● Source data
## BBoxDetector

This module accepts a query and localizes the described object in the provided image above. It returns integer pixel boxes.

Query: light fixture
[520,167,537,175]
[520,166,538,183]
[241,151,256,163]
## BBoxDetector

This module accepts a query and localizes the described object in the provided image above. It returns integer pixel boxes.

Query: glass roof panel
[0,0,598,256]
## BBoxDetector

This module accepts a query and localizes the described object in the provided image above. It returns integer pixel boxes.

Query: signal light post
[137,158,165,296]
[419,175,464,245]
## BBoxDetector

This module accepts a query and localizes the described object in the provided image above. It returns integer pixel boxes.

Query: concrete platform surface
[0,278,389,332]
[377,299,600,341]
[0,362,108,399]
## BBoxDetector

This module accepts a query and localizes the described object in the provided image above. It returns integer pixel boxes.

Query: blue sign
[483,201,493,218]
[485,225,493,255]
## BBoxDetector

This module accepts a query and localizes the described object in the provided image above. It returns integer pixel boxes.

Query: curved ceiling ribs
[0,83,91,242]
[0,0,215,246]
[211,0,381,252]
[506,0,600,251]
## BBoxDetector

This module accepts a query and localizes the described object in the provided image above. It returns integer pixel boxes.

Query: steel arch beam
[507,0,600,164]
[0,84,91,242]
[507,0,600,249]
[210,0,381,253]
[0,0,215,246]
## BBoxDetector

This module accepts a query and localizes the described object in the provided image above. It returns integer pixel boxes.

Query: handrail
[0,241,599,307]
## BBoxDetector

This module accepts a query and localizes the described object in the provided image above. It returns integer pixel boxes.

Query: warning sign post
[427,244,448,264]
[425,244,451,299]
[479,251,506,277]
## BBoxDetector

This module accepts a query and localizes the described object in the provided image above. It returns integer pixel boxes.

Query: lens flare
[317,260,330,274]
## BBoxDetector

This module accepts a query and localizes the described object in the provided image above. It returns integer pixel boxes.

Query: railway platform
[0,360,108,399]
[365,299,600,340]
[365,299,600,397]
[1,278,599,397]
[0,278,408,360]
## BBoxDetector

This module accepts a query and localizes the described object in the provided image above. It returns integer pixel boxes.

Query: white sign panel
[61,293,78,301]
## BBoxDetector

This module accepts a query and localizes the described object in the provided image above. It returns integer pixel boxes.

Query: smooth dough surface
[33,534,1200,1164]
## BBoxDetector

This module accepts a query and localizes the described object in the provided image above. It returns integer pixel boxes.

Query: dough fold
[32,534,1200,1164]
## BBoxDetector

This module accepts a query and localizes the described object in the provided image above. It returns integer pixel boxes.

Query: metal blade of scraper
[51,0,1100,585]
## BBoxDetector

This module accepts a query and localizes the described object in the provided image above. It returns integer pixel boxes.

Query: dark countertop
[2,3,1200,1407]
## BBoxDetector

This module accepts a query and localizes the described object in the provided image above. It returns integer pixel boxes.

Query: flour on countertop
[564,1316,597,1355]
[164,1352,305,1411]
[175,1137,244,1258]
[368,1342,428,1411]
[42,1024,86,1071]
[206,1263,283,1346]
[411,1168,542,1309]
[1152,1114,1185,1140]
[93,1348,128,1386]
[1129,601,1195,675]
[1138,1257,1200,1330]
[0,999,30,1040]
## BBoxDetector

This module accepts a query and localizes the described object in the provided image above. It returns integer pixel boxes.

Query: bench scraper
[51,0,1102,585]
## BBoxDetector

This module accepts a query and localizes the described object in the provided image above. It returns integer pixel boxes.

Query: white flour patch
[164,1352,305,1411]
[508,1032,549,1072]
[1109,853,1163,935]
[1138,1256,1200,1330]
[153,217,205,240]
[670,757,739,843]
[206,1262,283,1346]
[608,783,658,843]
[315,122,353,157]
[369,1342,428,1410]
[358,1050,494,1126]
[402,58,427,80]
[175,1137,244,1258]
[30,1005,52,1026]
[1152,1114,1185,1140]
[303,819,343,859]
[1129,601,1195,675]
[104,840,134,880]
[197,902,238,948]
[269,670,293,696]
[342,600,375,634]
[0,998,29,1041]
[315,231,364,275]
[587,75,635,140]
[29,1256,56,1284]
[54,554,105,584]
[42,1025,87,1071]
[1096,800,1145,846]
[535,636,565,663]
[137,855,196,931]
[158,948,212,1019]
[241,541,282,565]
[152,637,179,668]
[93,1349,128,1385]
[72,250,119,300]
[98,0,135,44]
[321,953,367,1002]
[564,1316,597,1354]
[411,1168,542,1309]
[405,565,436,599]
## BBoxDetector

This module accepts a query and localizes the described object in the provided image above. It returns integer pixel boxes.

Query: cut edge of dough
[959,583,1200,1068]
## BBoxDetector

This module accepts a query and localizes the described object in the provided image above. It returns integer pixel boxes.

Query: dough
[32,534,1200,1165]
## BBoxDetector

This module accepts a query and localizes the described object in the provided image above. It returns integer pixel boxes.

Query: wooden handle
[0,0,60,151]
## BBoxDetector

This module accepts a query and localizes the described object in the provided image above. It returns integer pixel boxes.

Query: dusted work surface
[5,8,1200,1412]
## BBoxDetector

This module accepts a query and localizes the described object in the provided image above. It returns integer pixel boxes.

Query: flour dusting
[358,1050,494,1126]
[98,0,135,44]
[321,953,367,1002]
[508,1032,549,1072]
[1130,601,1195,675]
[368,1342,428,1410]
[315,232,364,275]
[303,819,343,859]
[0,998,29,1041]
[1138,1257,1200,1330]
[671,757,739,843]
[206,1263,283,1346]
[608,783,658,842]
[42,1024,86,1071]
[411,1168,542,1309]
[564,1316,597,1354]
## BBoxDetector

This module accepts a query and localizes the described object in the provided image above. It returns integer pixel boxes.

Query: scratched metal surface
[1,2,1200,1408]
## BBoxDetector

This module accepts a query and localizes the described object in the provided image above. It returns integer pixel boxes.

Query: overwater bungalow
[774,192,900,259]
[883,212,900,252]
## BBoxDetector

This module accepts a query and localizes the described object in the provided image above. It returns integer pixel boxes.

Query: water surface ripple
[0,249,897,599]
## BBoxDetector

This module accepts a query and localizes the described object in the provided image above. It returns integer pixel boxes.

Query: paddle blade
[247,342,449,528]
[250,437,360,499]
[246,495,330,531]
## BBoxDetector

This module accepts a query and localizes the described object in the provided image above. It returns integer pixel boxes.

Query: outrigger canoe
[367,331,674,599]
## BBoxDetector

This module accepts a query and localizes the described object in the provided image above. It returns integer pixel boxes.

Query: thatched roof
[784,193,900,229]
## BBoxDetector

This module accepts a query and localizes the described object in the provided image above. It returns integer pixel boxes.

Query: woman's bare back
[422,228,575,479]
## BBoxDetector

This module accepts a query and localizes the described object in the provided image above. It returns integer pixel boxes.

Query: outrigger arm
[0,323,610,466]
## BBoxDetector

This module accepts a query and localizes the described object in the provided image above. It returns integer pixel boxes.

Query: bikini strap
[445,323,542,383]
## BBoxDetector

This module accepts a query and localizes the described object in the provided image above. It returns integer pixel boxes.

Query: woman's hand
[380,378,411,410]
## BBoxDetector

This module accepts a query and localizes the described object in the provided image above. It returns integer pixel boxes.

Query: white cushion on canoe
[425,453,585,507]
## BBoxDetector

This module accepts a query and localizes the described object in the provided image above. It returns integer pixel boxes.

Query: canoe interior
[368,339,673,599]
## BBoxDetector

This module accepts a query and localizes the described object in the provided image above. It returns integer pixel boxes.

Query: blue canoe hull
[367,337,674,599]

● The task
Beginning at the line that holds "Query: thatched roof", write out word for word each line through the end of the records.

● Result for this exercise
Query: thatched roof
[784,193,900,229]
## BBoxDetector

This module accepts a query and localizes the described object in the provided image above. It returns integer pixel boxes.

Query: woman's bare back
[422,228,575,479]
## BBoxDetector

This module accepts a query and localizes the described object in the provided image above. It returns integer pixel boxes.

Query: outrigger arm
[0,323,610,466]
## BBoxDetector

This module accepts a query and localizes the described object in the provided image above. It returns integer pixel boxes.

Query: bikini strap
[445,323,542,383]
## BBoxDetector

This module accepts a query and localizes the described object in the provided image above. It returns integer pixel boxes.

Query: woman's hand
[380,378,411,410]
## BBoxDetector

This module accepts a query and localizes the described object in the provided image above. It returns integer pixel boxes.

Query: white cushion on canoe
[425,453,585,507]
## BBoxDetector

This module accepts a query and localizes the described object in the provided image above. It returns integer pixel boxes.

Query: canoe interior
[368,339,673,599]
## BBoxDetector

This module accepts a query and localizes the described object in the provided image above. It returns integer pixel boxes.

Query: blue canoe hull
[367,337,674,599]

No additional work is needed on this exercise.